Data for review:

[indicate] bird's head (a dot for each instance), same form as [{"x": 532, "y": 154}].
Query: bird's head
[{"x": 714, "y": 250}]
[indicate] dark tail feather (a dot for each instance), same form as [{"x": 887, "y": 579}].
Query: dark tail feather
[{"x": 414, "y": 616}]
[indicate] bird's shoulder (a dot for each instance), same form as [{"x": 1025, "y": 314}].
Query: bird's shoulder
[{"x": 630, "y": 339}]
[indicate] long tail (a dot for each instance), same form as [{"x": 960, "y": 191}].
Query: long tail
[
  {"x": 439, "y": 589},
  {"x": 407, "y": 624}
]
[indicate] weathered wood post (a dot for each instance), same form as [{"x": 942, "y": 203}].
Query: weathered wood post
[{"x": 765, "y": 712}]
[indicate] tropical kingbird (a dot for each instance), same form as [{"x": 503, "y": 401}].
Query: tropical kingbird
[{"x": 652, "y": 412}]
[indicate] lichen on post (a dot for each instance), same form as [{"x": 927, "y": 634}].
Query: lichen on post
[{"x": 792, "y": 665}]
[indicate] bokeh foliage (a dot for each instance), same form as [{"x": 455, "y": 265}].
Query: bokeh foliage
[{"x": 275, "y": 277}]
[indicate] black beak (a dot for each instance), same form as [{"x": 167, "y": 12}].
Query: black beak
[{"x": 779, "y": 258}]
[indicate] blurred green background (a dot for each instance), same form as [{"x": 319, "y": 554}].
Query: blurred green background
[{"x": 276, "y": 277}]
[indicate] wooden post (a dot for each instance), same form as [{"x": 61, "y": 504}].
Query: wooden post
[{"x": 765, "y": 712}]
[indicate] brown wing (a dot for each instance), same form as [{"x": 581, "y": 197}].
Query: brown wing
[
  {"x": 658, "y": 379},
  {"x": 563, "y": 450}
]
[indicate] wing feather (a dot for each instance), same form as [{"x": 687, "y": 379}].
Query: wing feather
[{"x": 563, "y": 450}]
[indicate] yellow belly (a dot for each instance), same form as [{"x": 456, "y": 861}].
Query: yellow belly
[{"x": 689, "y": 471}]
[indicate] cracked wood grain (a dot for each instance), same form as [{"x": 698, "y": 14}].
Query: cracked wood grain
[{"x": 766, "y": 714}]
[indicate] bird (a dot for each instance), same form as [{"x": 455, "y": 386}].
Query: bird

Action item:
Please repeat the data in full so that nothing differs from the original.

Completed exercise:
[indicate] bird's head (a dot for each instance), same form as [{"x": 532, "y": 154}].
Query: bird's head
[{"x": 714, "y": 250}]
[indicate] dark tail feather (a dot for each instance), same form as [{"x": 887, "y": 579}].
Query: dark tail feather
[{"x": 414, "y": 616}]
[indicate] bird's shoulder (a dot for each instance), same form as [{"x": 1025, "y": 314}].
Query: bird's shoulder
[{"x": 630, "y": 339}]
[indicate] long tail (a dot for each instance), same form as [{"x": 960, "y": 191}].
Query: long tail
[
  {"x": 439, "y": 589},
  {"x": 407, "y": 624}
]
[indicate] weathered wood post (a dot for each instance), same form as [{"x": 942, "y": 203}].
Query: weathered wood post
[{"x": 765, "y": 712}]
[indicate] tropical kingbird (a dot for each instance), same form as [{"x": 503, "y": 401}].
Query: tropical kingbird
[{"x": 652, "y": 412}]
[indicate] lichen on post (a dot for each instance), same form as [{"x": 927, "y": 634}].
Query: lichen on post
[{"x": 792, "y": 665}]
[indicate] bokeh foliage (a dot for each instance), same form as [{"x": 455, "y": 265}].
Query: bokeh foliage
[{"x": 275, "y": 277}]
[indicate] black beak (a dot for each instance), same form as [{"x": 167, "y": 12}].
Query: black beak
[{"x": 779, "y": 258}]
[indicate] blurred green background (a dot for each instance), same form as [{"x": 319, "y": 554}].
Query: blurred green background
[{"x": 276, "y": 277}]
[indicate] wooden post (a dot for each instance), same form as [{"x": 61, "y": 504}].
Query: wooden post
[{"x": 765, "y": 712}]
[indicate] brown wing (a dot for each instance), same form as [{"x": 581, "y": 197}].
Query: brown wing
[
  {"x": 658, "y": 379},
  {"x": 563, "y": 450}
]
[indicate] wing feather (a dot for each instance), same form as [{"x": 687, "y": 379}].
Query: wing feather
[{"x": 563, "y": 450}]
[indicate] yellow belly (a dot for each instance), same form as [{"x": 456, "y": 861}].
Query: yellow belly
[{"x": 689, "y": 471}]
[indicate] cracked wood grain (a dot for each instance), same form as [{"x": 698, "y": 14}].
Query: cracked wood grain
[{"x": 766, "y": 714}]
[indicate] bird (a dot for each instance), same form as [{"x": 455, "y": 386}].
Query: bird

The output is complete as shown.